## begin SELECTED TEXT
From Jamaica and born to a Jamaican father and Venezuelan mother, Shara McCallum has published six books in the US & UK, including her most recent, No Ruined Stone, winner of the 2022 Hurston/Wright Legacy Award for Poetry. An anthology of her poems translated into Spanish by Adalber Salas Hernández, La historia es un cuarto, was published in 2021 in Mexico. McCallum is an Edwin Erle Sparks Professor of English at Penn State University, is on the faculty of the Pacific University Low-residency MFA, and served as the 2021-22 Penn State Laureate.
About the Books
When Your Sky Runs Into Mine is a memoir-in-verse recounting one woman’s transnational journey through multiple cultures and across several borders. An ekphrastic conversation between niece and uncle, Rooja Mohassessy’s poems pay homage to her uncle, the prominent Iranian painter and sculptor, Bahman Mohassess (1931-2010) who facilitated her emigration from Iran at the height of the Iran-Iraq war. The collection follows the coming-of-age journey of an adolescent toward self-realization and freedom.
## end SELECTED TEXT
## GOALS
a) In the text about the poets and their books, translate this sentence into Spanish: "The collection follows the coming-of-age journey of an adolescent toward self-realization and freedom."
b) Tally the lines of the entries below that contain the word "flower", and give only the number.
## begin EXCERPTED DATA
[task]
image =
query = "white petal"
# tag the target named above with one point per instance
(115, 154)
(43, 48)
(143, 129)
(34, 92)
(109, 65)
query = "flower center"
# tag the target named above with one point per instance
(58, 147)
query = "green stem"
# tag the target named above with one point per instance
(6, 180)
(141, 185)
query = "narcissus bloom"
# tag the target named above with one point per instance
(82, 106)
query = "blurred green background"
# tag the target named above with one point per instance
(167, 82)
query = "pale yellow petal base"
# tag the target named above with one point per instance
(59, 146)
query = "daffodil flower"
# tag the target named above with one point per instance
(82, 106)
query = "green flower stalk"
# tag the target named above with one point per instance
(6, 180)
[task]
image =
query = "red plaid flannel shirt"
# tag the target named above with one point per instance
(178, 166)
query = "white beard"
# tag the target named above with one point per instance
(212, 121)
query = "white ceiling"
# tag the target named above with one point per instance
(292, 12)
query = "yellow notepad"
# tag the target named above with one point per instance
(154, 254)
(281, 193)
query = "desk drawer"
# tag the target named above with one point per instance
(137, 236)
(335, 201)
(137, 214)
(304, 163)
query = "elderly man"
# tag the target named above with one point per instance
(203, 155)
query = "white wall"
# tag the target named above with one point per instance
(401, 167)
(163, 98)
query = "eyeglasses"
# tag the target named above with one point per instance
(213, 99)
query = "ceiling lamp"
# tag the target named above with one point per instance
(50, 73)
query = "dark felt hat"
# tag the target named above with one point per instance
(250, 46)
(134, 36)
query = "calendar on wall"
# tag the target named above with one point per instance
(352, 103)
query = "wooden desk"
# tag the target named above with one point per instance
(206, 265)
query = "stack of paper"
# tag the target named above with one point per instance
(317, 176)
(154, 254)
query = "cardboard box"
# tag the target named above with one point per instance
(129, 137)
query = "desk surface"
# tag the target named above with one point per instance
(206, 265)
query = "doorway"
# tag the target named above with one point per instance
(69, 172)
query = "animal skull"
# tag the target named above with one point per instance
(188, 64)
## end EXCERPTED DATA
## TASK RESULTS
a) La colección sigue el viaje de maduración de un adolescente hacia la autorrealización y la libertad.

b) 3